Retype exactly the lines that run from the start of the data to the line holding "-- a row prints like pixel 134 109", including both, and only those.

****************************************

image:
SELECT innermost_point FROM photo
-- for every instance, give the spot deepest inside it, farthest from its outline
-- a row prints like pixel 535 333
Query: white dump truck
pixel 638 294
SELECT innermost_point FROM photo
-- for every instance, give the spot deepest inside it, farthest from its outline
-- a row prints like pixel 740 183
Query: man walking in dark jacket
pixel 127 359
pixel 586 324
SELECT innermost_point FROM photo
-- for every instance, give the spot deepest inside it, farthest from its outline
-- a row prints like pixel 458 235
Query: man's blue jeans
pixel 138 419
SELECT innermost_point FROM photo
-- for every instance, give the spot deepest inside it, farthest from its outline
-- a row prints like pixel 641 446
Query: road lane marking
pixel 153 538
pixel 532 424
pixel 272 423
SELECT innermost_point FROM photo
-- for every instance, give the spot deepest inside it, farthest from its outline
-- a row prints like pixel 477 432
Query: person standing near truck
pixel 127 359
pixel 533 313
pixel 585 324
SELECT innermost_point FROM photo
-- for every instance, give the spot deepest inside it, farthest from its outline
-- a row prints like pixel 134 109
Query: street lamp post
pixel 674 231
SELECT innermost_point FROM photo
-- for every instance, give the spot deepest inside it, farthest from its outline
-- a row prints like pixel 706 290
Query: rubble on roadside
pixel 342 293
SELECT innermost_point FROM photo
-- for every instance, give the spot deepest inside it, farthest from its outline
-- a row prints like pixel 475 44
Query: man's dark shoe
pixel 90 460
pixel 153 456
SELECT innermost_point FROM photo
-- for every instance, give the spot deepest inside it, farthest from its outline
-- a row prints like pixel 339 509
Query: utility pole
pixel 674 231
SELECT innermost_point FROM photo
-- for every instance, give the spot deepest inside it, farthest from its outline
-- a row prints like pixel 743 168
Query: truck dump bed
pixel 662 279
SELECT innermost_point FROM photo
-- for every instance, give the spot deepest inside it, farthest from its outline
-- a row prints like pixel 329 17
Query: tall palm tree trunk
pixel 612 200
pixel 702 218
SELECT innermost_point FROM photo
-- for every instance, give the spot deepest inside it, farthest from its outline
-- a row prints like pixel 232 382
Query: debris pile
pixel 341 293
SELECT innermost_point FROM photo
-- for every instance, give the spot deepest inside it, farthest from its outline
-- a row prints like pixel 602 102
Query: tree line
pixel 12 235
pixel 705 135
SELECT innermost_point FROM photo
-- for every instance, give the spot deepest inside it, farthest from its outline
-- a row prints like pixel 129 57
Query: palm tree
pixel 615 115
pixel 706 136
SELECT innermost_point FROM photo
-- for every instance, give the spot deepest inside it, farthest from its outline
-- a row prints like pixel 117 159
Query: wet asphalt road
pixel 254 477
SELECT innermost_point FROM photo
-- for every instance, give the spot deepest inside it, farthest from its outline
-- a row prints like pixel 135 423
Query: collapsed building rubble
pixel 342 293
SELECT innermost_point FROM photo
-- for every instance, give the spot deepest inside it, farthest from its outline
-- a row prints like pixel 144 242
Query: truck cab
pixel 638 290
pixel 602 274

****************************************

» Exercise answer
image:
SELECT innermost_point FROM photo
-- for every instance, give the spot deepest inside it, farthest from its outline
-- a row prints like pixel 535 333
Query: white dump truck
pixel 638 294
SELECT innermost_point FROM photo
-- for every instance, give the spot deepest inside it, farthest from its outline
-- a row prints like pixel 740 183
Query: man walking in dark jacket
pixel 127 359
pixel 586 324
SELECT innermost_point FROM photo
-- for every instance, give the spot deepest inside it, farthest from its outline
-- a row prints like pixel 458 235
Query: man's blue jeans
pixel 138 419
SELECT innermost_point FROM photo
-- for every instance, give the spot deepest inside it, farthest from its outline
-- a row prints like pixel 641 446
Query: road lane marking
pixel 153 538
pixel 532 424
pixel 272 423
SELECT innermost_point FROM photo
-- for every instance, give the spot deepest inside it, farthest from its outline
-- a row prints like pixel 477 432
Query: person standing near truck
pixel 127 359
pixel 533 313
pixel 585 324
SELECT innermost_point FROM photo
-- for every instance, give the spot deepest inside it, farthest from its outline
-- a row prints like pixel 134 109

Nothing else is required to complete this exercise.